• **Work request**
Everything from the line containing "Check that each instance of the white shirt" through the final line below must be output exactly, both ends included, with nothing else and no pictures.
——
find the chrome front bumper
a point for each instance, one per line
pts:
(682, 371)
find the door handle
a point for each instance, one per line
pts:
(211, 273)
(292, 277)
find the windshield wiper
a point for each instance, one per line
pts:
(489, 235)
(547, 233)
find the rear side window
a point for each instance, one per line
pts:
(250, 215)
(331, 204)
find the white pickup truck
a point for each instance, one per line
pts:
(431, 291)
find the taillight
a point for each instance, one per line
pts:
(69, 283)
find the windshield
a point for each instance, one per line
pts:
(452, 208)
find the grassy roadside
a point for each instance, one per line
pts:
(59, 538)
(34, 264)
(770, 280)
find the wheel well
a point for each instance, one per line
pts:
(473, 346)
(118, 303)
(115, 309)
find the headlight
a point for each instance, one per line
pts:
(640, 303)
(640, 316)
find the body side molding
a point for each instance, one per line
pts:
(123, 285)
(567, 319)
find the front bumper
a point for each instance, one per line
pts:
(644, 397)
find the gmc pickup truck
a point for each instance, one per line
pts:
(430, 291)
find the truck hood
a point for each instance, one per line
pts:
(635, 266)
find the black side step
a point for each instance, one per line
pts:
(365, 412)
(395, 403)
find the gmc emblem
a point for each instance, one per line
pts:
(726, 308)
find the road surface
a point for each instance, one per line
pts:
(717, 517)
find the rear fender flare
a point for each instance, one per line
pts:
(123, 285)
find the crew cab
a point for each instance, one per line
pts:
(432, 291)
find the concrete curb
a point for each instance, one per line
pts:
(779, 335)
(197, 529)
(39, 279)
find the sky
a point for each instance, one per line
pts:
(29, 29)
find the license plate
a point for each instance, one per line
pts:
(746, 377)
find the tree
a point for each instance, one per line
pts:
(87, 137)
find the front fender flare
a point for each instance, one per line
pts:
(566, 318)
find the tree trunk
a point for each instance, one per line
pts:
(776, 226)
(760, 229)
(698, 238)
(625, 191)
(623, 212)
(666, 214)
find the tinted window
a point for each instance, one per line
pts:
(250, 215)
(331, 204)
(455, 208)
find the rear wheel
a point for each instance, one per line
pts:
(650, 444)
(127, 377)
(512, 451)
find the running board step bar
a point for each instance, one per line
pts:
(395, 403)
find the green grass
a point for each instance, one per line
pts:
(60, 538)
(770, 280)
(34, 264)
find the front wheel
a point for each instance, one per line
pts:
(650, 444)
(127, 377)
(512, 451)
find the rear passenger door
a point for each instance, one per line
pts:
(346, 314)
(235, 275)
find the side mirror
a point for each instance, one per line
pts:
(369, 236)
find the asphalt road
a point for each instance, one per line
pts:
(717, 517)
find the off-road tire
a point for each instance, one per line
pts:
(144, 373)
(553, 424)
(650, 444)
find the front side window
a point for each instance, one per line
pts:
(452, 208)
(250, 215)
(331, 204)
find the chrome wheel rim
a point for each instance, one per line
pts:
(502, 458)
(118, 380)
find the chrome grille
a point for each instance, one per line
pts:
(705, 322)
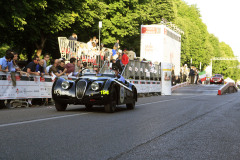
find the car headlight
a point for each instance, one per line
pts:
(95, 86)
(65, 84)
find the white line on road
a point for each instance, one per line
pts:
(169, 100)
(39, 120)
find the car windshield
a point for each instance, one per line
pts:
(217, 76)
(106, 70)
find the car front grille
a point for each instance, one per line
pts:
(80, 89)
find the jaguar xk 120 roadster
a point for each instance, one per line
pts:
(89, 89)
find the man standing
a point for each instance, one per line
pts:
(125, 58)
(117, 45)
(39, 67)
(54, 69)
(45, 60)
(191, 75)
(117, 74)
(61, 66)
(90, 44)
(70, 66)
(5, 62)
(31, 67)
(73, 37)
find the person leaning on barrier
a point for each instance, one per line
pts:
(73, 37)
(39, 67)
(54, 69)
(125, 58)
(5, 62)
(31, 67)
(46, 59)
(61, 66)
(13, 67)
(96, 69)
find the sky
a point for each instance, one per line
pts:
(222, 18)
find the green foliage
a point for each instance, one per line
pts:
(3, 49)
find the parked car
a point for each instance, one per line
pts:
(217, 79)
(90, 90)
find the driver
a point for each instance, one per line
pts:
(82, 69)
(117, 75)
(96, 69)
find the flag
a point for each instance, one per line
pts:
(202, 76)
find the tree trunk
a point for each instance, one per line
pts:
(41, 44)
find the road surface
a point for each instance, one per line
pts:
(188, 125)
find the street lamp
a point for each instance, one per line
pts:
(99, 26)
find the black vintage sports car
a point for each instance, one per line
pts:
(89, 90)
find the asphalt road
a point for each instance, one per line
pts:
(186, 125)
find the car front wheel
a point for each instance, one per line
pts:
(88, 106)
(60, 106)
(110, 107)
(131, 105)
(2, 104)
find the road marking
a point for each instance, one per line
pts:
(39, 120)
(168, 100)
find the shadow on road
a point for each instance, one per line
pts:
(97, 109)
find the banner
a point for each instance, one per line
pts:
(202, 76)
(166, 77)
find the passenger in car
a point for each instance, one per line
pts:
(117, 75)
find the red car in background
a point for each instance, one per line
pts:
(217, 79)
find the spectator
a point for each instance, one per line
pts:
(191, 75)
(45, 60)
(96, 42)
(117, 74)
(101, 47)
(61, 66)
(114, 52)
(119, 63)
(51, 64)
(39, 67)
(70, 66)
(5, 62)
(73, 37)
(117, 45)
(94, 48)
(13, 64)
(96, 69)
(125, 58)
(90, 43)
(106, 54)
(95, 39)
(78, 66)
(54, 69)
(31, 67)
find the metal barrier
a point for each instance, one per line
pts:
(80, 50)
(142, 71)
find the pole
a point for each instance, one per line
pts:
(99, 38)
(99, 56)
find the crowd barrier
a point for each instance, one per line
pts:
(146, 78)
(142, 71)
(26, 87)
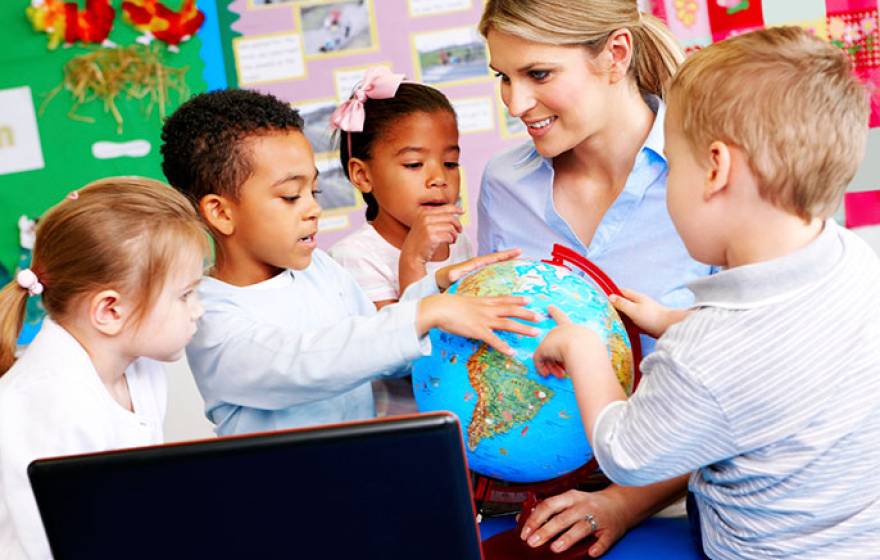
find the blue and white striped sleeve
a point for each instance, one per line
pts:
(671, 425)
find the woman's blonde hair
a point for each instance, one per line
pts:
(124, 233)
(656, 53)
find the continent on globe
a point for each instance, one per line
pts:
(505, 396)
(520, 426)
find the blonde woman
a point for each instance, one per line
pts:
(587, 79)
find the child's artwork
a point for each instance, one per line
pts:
(83, 91)
(62, 124)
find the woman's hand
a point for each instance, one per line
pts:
(565, 515)
(651, 317)
(449, 274)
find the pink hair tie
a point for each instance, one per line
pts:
(378, 83)
(28, 280)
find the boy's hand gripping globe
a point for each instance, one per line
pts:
(519, 426)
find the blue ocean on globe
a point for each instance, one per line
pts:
(519, 426)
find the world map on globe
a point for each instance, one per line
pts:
(519, 426)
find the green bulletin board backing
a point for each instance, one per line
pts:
(25, 60)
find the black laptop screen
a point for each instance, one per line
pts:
(392, 489)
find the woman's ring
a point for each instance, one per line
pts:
(594, 526)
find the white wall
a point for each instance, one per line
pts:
(186, 409)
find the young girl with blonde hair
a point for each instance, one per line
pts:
(587, 78)
(116, 264)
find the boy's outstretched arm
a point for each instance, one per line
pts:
(649, 315)
(579, 352)
(449, 274)
(476, 317)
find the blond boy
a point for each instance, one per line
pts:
(768, 390)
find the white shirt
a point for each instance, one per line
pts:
(768, 393)
(374, 262)
(53, 403)
(299, 349)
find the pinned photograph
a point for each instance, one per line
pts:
(317, 130)
(336, 192)
(332, 28)
(451, 55)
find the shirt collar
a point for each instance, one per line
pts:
(769, 282)
(656, 137)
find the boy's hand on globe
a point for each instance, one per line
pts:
(651, 317)
(477, 317)
(562, 342)
(446, 276)
(566, 515)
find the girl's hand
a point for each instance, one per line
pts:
(433, 228)
(476, 317)
(558, 346)
(452, 273)
(647, 314)
(566, 515)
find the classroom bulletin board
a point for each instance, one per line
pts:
(310, 54)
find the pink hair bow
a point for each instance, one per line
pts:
(378, 83)
(27, 279)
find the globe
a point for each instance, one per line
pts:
(519, 426)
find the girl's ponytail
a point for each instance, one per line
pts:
(13, 299)
(658, 55)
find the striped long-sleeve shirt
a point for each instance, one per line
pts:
(769, 392)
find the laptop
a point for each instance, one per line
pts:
(392, 489)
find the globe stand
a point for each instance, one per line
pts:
(525, 497)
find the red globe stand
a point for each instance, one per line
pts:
(508, 545)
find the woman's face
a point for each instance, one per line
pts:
(556, 90)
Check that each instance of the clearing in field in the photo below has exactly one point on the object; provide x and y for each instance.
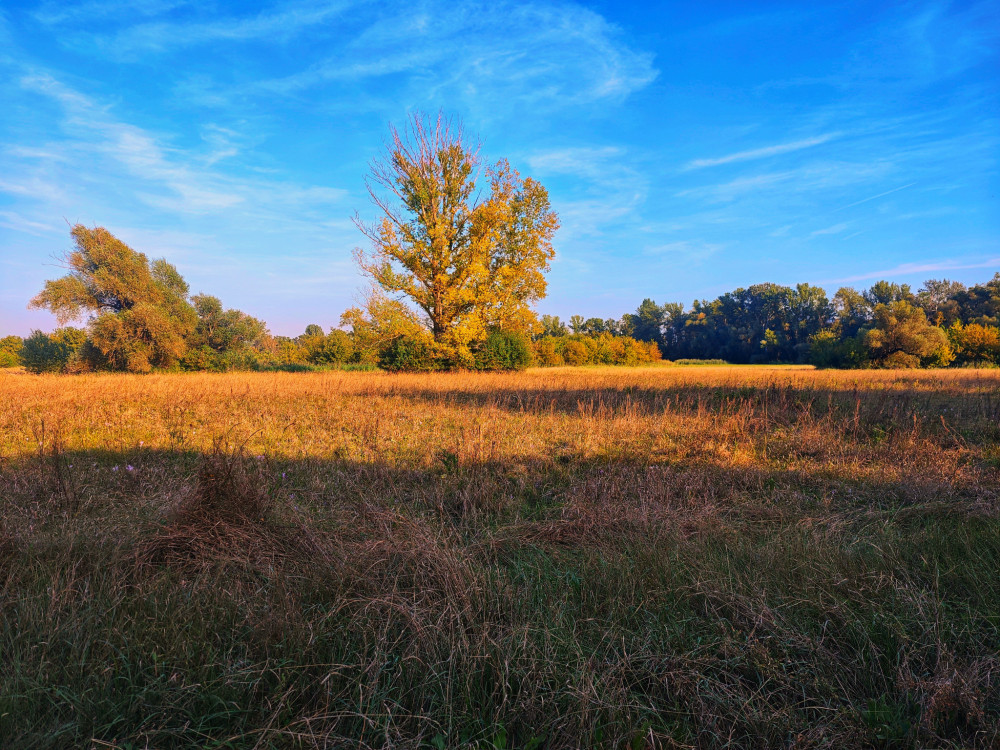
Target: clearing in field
(665, 557)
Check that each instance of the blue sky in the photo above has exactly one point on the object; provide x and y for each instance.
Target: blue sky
(689, 148)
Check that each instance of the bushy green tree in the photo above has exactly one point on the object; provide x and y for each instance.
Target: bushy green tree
(902, 337)
(10, 351)
(139, 316)
(504, 350)
(336, 347)
(52, 352)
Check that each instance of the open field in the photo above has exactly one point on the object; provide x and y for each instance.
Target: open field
(663, 557)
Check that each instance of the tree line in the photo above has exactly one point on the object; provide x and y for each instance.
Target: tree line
(887, 325)
(457, 264)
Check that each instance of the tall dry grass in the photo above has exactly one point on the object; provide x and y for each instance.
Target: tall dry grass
(710, 557)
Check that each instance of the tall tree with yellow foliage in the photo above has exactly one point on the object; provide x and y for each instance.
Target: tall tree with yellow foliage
(471, 259)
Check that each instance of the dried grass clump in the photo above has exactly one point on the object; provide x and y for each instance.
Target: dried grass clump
(229, 515)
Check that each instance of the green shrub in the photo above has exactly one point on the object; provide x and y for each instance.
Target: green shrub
(10, 351)
(334, 348)
(53, 352)
(413, 354)
(503, 350)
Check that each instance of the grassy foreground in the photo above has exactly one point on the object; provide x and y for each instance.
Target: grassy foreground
(664, 557)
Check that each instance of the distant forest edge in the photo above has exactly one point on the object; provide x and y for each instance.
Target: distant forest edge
(457, 264)
(142, 318)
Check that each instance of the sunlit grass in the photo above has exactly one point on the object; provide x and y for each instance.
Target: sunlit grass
(664, 556)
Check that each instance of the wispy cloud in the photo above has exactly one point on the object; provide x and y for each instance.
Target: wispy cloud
(874, 197)
(278, 25)
(689, 249)
(904, 269)
(762, 153)
(835, 229)
(165, 177)
(488, 55)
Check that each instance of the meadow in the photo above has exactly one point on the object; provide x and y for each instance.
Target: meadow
(738, 557)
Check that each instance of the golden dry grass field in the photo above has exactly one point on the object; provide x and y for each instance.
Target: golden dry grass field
(570, 557)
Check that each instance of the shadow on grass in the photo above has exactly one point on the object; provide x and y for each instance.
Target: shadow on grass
(175, 599)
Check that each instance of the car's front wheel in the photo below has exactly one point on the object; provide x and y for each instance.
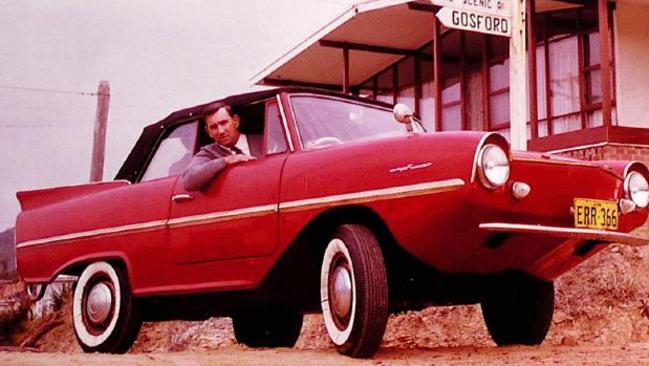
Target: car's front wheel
(268, 328)
(354, 291)
(104, 314)
(519, 310)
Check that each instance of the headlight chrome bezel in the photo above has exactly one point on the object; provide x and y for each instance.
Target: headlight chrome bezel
(492, 157)
(636, 184)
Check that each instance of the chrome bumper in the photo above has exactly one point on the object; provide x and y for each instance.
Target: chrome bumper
(569, 233)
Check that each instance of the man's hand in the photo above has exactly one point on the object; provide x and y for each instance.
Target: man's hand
(238, 158)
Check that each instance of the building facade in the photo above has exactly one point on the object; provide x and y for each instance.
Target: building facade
(587, 78)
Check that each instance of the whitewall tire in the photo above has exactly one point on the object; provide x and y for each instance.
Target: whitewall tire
(354, 291)
(104, 315)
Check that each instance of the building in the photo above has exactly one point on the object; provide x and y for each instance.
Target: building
(587, 79)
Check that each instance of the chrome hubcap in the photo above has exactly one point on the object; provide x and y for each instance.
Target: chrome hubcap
(100, 301)
(341, 292)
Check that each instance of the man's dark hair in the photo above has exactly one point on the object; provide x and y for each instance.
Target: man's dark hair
(213, 107)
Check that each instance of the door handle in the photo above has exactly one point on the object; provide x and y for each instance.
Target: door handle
(182, 197)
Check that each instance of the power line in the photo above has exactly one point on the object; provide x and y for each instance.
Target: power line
(41, 90)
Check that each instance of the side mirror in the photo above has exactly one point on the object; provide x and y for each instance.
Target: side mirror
(403, 114)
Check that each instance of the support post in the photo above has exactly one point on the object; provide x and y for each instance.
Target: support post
(99, 134)
(437, 64)
(605, 60)
(531, 49)
(518, 103)
(346, 70)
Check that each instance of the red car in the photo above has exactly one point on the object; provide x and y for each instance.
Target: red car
(345, 211)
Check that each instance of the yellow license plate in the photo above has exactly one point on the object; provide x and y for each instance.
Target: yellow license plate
(596, 214)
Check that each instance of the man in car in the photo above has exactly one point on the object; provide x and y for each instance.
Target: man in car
(230, 147)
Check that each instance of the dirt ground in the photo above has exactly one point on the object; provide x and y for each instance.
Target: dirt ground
(601, 318)
(631, 354)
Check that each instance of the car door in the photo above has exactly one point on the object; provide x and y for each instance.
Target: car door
(236, 217)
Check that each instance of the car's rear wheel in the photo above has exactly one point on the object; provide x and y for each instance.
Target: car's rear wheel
(519, 310)
(354, 291)
(269, 328)
(104, 314)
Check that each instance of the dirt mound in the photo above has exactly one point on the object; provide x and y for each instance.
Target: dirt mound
(605, 301)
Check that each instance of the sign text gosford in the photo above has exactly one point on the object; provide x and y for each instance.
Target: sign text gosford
(474, 21)
(490, 7)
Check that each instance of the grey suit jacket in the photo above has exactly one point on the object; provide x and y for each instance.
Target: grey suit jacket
(208, 163)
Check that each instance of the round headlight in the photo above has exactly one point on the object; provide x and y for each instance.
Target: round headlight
(493, 166)
(637, 189)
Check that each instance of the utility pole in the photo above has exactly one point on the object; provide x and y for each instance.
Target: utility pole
(99, 134)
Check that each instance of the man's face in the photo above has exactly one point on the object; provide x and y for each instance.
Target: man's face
(223, 128)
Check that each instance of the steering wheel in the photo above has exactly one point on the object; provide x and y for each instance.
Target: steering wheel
(323, 141)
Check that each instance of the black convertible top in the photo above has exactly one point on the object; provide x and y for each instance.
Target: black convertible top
(152, 134)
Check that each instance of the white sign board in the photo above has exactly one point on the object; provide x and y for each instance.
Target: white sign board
(474, 21)
(500, 8)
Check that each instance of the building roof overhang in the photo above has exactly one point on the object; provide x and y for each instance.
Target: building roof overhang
(377, 33)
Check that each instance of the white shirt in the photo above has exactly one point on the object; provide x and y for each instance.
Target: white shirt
(242, 144)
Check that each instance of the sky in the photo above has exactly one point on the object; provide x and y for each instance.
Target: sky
(157, 55)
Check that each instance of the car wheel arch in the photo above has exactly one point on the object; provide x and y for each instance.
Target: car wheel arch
(304, 253)
(76, 266)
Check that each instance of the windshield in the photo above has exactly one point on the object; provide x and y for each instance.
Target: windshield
(325, 121)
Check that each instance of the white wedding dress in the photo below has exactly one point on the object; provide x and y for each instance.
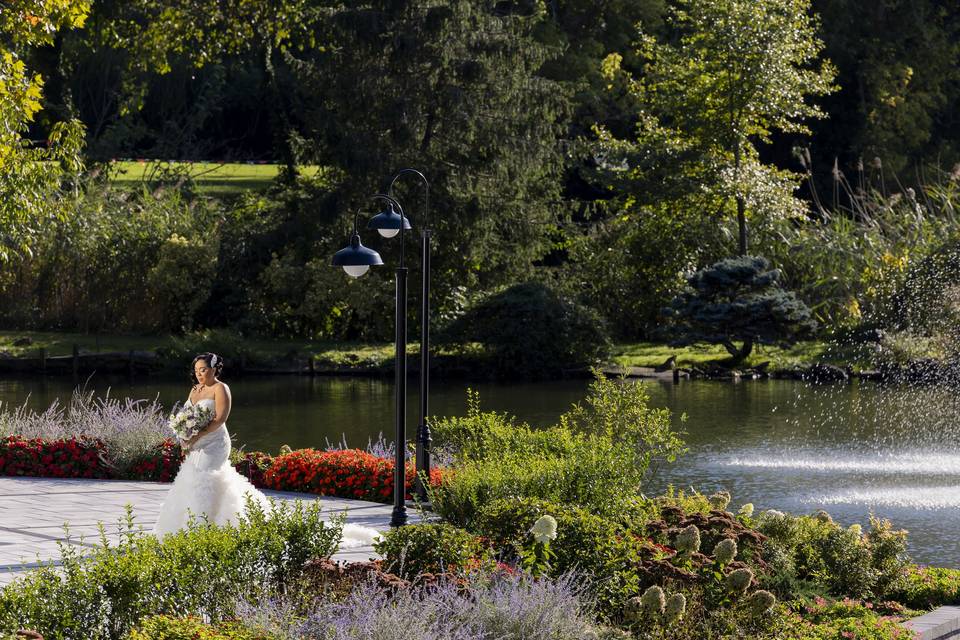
——
• **Answer to this problem**
Check that each instance of the white shirt in the photo above has exactly one point on the object; provide x and y for each instance.
Target: white shirt
(242, 144)
Check that each instance of the sky in the photo above has exactly one point on the object; provide x and y for each instance.
Target: sky
(157, 55)
Check that each instance of the car wheel arch in the photo above has exactly one point on the object; provide x and y for each instance.
Target: car wheel arch
(304, 253)
(76, 266)
Check that each instance of the windshield in the photo above has exactly one point on the object; provide x and y for each instance.
Target: windshield
(325, 121)
Check that each instance of the white wedding dress in the photo below has exactly one point on the object; provide x and y for each instance.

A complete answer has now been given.